### WRITTEN REQUEST
Duplicate the following lines with no changes.

'''

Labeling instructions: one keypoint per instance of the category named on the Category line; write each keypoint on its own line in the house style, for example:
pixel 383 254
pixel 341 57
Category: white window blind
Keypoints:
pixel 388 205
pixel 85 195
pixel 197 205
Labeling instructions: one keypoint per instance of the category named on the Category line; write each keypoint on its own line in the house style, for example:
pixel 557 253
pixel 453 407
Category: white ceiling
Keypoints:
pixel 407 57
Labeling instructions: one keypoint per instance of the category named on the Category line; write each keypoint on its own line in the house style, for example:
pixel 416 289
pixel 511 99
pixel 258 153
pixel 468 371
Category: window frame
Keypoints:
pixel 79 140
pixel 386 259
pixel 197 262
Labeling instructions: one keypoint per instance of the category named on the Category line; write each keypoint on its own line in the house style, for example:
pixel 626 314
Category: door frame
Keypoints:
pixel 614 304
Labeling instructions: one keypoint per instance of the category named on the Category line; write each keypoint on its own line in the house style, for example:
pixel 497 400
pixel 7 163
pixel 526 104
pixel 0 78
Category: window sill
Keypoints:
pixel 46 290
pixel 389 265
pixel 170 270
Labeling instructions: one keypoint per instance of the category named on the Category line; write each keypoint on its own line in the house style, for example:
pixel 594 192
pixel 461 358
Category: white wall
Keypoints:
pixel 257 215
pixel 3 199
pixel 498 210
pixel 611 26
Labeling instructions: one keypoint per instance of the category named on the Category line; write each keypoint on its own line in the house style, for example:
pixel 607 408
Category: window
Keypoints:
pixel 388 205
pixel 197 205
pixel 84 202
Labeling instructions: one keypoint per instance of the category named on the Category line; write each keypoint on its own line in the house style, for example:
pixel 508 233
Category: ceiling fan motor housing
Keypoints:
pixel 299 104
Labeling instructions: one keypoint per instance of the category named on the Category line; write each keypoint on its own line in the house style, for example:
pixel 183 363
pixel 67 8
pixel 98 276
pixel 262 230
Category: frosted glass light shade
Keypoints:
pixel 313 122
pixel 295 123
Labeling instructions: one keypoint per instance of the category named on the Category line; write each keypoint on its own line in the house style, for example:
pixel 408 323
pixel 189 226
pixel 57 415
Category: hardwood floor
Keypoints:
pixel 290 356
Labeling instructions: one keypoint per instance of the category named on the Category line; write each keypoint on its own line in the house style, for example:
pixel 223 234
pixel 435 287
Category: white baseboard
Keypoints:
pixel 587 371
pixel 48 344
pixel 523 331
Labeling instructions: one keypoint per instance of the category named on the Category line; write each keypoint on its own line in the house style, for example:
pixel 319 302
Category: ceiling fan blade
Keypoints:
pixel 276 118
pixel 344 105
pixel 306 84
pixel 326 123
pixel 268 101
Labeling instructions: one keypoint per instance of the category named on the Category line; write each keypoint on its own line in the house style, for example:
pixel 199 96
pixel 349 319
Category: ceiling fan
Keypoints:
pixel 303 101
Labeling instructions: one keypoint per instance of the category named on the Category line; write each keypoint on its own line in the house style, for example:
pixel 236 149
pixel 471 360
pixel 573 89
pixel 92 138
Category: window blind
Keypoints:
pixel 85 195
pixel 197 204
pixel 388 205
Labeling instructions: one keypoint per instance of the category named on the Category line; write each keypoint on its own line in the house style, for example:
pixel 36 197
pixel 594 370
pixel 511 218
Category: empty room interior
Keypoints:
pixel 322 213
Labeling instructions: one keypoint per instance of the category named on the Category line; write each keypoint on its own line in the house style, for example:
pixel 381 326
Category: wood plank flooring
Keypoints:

'''

### RESULT
Labeling instructions: one keypoint per instance of the category named on the Category line; write each keypoint on its own line in the house style, for example:
pixel 383 254
pixel 341 57
Category: white window blind
Keypoints:
pixel 388 205
pixel 85 195
pixel 197 205
Labeling instructions: one keypoint per instance of the category named on the Category line; write each keypoint on its own line in the house style, for example:
pixel 557 253
pixel 453 407
Category: white ceiling
Keypoints:
pixel 407 57
Labeling instructions: one keypoint per instance of the category named on the Category line; write each keypoint on its own line in the house style, for example:
pixel 416 289
pixel 511 99
pixel 258 153
pixel 468 371
Category: window frame
Keypoints:
pixel 79 140
pixel 386 259
pixel 197 262
Labeling instructions: one keypoint per instance of the category named on the Category line; write each keypoint on its own line in the house style, for example:
pixel 626 314
Category: door frame
Keypoints:
pixel 614 304
Labeling instructions: one keypoint per instance of the category named on the Category line; write each keypoint on its own line in the house style, for example:
pixel 497 400
pixel 7 163
pixel 526 104
pixel 0 78
Category: window sill
Keypoints:
pixel 46 290
pixel 389 265
pixel 170 270
Labeling instructions: one keypoint per instance of the category named on the Category line; write each keypoint on its own line in the house style, for example:
pixel 594 192
pixel 461 358
Category: white wall
Keypoints:
pixel 257 215
pixel 3 199
pixel 498 210
pixel 611 26
Labeling instructions: one keypoint per instance of the category named on the Category line; write each keypoint on its own line in the house style, for example:
pixel 607 408
Category: window
Keypoints:
pixel 388 205
pixel 197 205
pixel 84 202
Labeling instructions: one keypoint per instance of the category named on the Category line; write each keypoint on its own line in the house style, for example:
pixel 508 233
Category: ceiling fan motor housing
Keypoints:
pixel 299 104
Labeling instructions: one keypoint per instance of the category named on the Category line; write each keypoint on its own line in the house style, for example:
pixel 183 363
pixel 67 8
pixel 98 276
pixel 262 230
Category: frosted glass light shade
Keypoints:
pixel 313 122
pixel 295 123
Labeling instructions: one keypoint per instance of the category named on the Category line; write each keypoint on its own line in the house style, for example:
pixel 408 323
pixel 189 226
pixel 57 415
Category: hardwood floor
Keypoints:
pixel 290 356
Labeling instructions: one keypoint per instance of the category named on the Category line; write each keypoint on its own line in the house style, for example:
pixel 223 234
pixel 435 287
Category: white baseboard
Keypoints:
pixel 587 371
pixel 48 344
pixel 523 331
Labeling instructions: one keypoint per instance of the category named on the Category line; write each keypoint on its own line in the house style, for example:
pixel 319 302
Category: ceiling fan blade
Keypoints:
pixel 276 118
pixel 344 105
pixel 306 84
pixel 326 123
pixel 268 101
Labeling instructions: one keypoint per instance of the category named on the Category line; write each keypoint on its own line in the house style, for example:
pixel 199 96
pixel 349 319
Category: ceiling fan
Keypoints:
pixel 303 101
Labeling instructions: one keypoint per instance of the category named on the Category line; write each keypoint on its own line in the house style, for example:
pixel 236 149
pixel 471 360
pixel 573 89
pixel 92 138
Category: window blind
Keypoints:
pixel 85 195
pixel 197 204
pixel 388 205
Labeling instructions: one keypoint per instance of the category named on the Category line; write each keypoint on its own line in the house style, for example:
pixel 36 197
pixel 594 370
pixel 511 218
Category: empty room interior
Keypoints:
pixel 322 213
Labeling instructions: one keypoint per instance of the category named on the Category line; write each keypoint on its own line in the house style, for example:
pixel 381 326
Category: wood plank flooring
Keypoints:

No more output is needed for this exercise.